- [TO DO]
[a] Translate this sentence from the Jumuatul Wida excerpt into Spanish: "The Sadiq nagar Masjid was packed by the time I reached."
[b] Output the part of the Jumuatul Wida excerpt between "Masjid in Jamia" and "to seek blessings.", inclusive.

EXCERPT section start

Jumuatul Wida at Sadiq Nagar

Jumuatul Wida

Masjid Moth Sadiq Nagar

Women asking for alms outside the Masjid.

Since tomorrow Eid-Ul-Fitr is being celebrated in India, which makes today the last Friday of the month of that Ramazan. Also known as the Al- Widaa Juma, it’s celebrated annually.

The Sadiq nagar Masjid was packed by the time I reached.

Zakir Nagar

If you are looking to open ( break) your fast ( Roza khulta he) in South Delhi you can head to Zakir Nagar, Batla house or Jamia Nagar. Since it was a Sunday, I decided to make my way towards unchartered territory for Iftar.

Since, the Muslims friends I called recommended the usual places everyone heads to Jama Masjid and Ferozeshah Kotla for shooting the month of Ramazan, I wasn’t prepared for the how’s and where’s. The result can be seen in the forth image.

After the Jamia Millia Islamia metro station, I was diverted towards Jamia Nagar by the cop who told me I would find parking there. I found a spot right behind a truck which was parked opposite Waffle hustle. I parked and then came the after thought, that it was too close and somehow despite the camera, managed to reverse the car, in such a skilful manner, that it got stuck. Hum vaise he car itni lajawaab parking karte he, Mashallah!

Anyway, right at that moment I realised I forgot to carry my wallet. Asked the people outside Waffle Hustle for help and they immediately came to the rescue of the damsel. Around twenty minutes later, I went back towards the Metro Station and parked my car by the side of the road and ran out as I heard the Azaan.

It was like Purani Dilli minus the congested streets. Though, I don’t cover my head in CC, I loved walking the streets with my head covered ( my idea of liberation has absolutely nothing to do with garments) wearing my sneakers, camera around my neck, chatting with all and sundry as the evening turned to night.

Though, I didn’t eat a bite, everything looked sumptuous. I will be visiting really soon sans the camera and with my wallet of course. So should you!

Iftar Jamia Nagar

A hawker outside the Masjid

Masjid in Jamia Nagar

Purani Dilli Restaurant in Jamia Nagar

Dargah Syed Badruddin Samarqandi

Dargah Syed Badruddin Samarqandi

On what may or may not be the Jumat-Ul-Vida, the last Friday of the Holy month of Ramadan ( in Kashmir it officially is), people collected at the Peer Baba ki Mazar to seek blessings.

EXCERPT section end
AVAILABLE DATA section start

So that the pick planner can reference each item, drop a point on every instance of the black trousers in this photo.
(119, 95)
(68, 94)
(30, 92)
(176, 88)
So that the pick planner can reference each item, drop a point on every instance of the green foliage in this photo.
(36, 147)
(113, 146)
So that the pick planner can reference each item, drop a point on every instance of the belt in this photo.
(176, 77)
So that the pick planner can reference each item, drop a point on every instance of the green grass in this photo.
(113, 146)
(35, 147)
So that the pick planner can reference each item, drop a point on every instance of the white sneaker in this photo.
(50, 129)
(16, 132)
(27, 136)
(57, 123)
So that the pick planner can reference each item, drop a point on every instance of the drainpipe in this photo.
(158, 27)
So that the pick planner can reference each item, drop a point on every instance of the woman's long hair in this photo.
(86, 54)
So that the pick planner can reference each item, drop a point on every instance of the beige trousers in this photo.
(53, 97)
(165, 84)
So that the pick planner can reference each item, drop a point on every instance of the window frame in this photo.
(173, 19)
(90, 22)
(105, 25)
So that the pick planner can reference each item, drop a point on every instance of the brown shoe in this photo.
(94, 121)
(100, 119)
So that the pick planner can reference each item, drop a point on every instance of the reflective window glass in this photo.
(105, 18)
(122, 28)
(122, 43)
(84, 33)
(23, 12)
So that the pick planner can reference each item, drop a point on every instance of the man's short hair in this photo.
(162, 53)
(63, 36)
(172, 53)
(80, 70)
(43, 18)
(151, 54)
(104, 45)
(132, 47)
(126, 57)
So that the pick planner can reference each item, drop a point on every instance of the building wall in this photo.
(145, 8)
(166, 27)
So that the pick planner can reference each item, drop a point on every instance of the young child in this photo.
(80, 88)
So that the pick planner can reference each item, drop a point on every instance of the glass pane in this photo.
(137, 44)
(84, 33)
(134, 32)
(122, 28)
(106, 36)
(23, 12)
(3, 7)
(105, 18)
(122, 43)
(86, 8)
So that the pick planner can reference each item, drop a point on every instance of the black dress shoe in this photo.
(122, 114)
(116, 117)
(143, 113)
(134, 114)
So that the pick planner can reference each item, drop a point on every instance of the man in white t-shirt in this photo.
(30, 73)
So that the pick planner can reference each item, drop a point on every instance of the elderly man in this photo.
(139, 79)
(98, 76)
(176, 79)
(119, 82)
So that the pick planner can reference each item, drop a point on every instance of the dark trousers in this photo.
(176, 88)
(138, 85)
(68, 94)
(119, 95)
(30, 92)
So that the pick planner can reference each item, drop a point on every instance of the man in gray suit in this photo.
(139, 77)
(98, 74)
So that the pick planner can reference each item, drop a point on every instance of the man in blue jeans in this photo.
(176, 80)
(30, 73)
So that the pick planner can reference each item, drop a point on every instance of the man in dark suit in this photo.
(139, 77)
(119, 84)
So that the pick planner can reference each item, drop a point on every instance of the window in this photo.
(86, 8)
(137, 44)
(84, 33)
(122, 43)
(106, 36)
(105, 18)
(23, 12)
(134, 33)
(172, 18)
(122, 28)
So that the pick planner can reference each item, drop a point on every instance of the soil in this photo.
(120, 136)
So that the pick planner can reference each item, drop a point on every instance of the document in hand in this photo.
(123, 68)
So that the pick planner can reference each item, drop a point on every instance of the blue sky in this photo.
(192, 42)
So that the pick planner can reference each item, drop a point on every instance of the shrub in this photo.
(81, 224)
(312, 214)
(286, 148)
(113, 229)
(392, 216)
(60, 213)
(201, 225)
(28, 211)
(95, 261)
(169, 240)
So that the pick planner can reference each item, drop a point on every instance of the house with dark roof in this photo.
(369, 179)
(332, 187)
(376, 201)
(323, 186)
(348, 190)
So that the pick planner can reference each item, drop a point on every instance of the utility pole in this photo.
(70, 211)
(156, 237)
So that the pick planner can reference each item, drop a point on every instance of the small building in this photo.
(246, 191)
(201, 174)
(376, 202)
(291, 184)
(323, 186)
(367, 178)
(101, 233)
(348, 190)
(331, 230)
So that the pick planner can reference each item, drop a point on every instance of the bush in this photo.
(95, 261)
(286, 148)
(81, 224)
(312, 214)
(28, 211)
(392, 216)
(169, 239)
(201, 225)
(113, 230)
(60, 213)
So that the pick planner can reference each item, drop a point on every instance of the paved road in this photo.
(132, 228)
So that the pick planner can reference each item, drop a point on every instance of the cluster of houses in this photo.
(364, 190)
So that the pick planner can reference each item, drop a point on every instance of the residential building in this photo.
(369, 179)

AVAILABLE DATA section end

- [ANSWER SET]
[a] La mezquita de Sadiq Nagar estaba repleta para cuando llegué.

[b]
Masjid in Jamia Nagar

Purani Dilli Restaurant in Jamia Nagar

Dargah Syed Badruddin Samarqandi

Dargah Syed Badruddin Samarqandi

On what may or may not be the Jumat-Ul-Vida, the last Friday of the Holy month of Ramadan ( in Kashmir it officially is), people collected at the Peer Baba ki Mazar to seek blessings.